With the pictures removed, set down all of the entries below exactly.
◆ ◆ ◆
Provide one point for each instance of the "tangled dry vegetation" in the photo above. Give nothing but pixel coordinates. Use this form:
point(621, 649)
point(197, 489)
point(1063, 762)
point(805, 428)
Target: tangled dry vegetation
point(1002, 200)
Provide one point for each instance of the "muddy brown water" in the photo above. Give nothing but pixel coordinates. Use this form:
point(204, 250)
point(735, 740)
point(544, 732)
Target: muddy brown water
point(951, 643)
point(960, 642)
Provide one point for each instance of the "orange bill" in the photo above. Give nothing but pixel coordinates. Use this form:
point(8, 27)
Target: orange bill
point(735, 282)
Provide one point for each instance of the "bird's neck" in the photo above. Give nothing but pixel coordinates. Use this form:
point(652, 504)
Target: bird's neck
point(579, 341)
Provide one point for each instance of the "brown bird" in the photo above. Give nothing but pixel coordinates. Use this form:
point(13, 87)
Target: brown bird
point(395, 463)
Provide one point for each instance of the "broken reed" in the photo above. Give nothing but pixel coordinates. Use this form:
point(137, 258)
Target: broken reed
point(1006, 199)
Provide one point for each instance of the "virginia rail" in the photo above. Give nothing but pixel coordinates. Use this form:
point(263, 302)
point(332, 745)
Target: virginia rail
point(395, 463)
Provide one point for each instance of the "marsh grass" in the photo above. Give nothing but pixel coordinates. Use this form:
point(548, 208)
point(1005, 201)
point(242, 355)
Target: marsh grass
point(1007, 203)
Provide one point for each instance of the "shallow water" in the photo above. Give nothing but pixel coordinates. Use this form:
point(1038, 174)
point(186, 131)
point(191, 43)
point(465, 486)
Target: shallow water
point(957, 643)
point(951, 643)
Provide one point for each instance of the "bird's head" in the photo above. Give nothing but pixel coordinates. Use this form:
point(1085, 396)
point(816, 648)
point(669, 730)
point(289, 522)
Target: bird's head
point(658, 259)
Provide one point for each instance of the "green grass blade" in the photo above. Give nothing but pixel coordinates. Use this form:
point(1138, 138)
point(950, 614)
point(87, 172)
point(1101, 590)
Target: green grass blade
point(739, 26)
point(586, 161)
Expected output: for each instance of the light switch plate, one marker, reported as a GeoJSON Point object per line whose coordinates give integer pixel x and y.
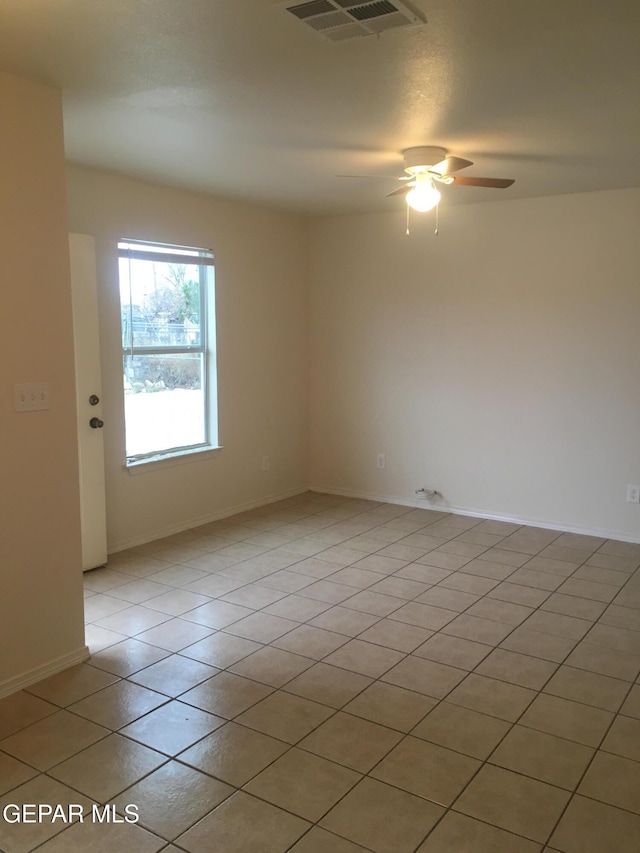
◆ ◆ ◆
The answer ->
Provide one point for each instance of the "tangled dry vegetation" in the photo above. Give nothing but pixel coordinates. Use this form:
point(621, 649)
point(197, 489)
point(1063, 762)
point(805, 428)
Target: tangled dry vegetation
point(1002, 200)
Provide one point for each instance of the "muddy brown water" in the photo above. Give nothing but pixel coordinates. Use this form:
point(204, 250)
point(735, 740)
point(544, 732)
Target: muddy brown water
point(951, 643)
point(960, 642)
Provide one point for each instance of the "orange bill" in the photo above. Give nothing but pixel coordinates. Use this form:
point(8, 27)
Target: orange bill
point(735, 282)
Provide one point for each instance of the "bird's neck" in the photo above. Give nothing but pixel coordinates. Use this form:
point(652, 504)
Target: bird's neck
point(579, 341)
Provide one point for each instance of the "brown bird" in the photo above. Give nothing but pixel coordinates. Use this form:
point(13, 87)
Target: brown bird
point(395, 463)
Provide one point for each instance of the "broken reed" in the photo above. Give nothing but pixel coordinates. Use this form:
point(137, 258)
Target: broken reed
point(1006, 199)
Provide one point for each instance of the "virginia rail" in the photo above. Give nothing but pixel coordinates. Use this form:
point(263, 302)
point(332, 745)
Target: virginia rail
point(395, 463)
Provide one point for each instance of the "marsh grass" in the photo above. Give nothing but pixel coordinates. Use this form:
point(548, 208)
point(1005, 201)
point(242, 355)
Target: marsh grass
point(1007, 203)
Provide one point for each instance of the "shallow water" in the photo above. Give nothing but pixel coordinates. Use this form:
point(1038, 174)
point(186, 131)
point(191, 43)
point(465, 486)
Target: shallow water
point(957, 643)
point(951, 643)
Provide one point for each instance of the "bird's head" in the photo above. Give nothing but pixel coordinates. Use this form:
point(1085, 396)
point(816, 648)
point(669, 730)
point(289, 522)
Target: bird's head
point(658, 259)
Provide one point for each instance of the "green grass blade" in the photo above. Give nothing but pixel coordinates. Use this form:
point(1138, 138)
point(950, 614)
point(87, 172)
point(1101, 590)
Target: green grass blade
point(739, 26)
point(586, 161)
Expected output: for each instance of the light switch plate, one marker, reported as a GeoJSON Point object per line whose coordinates give integer pixel x and y.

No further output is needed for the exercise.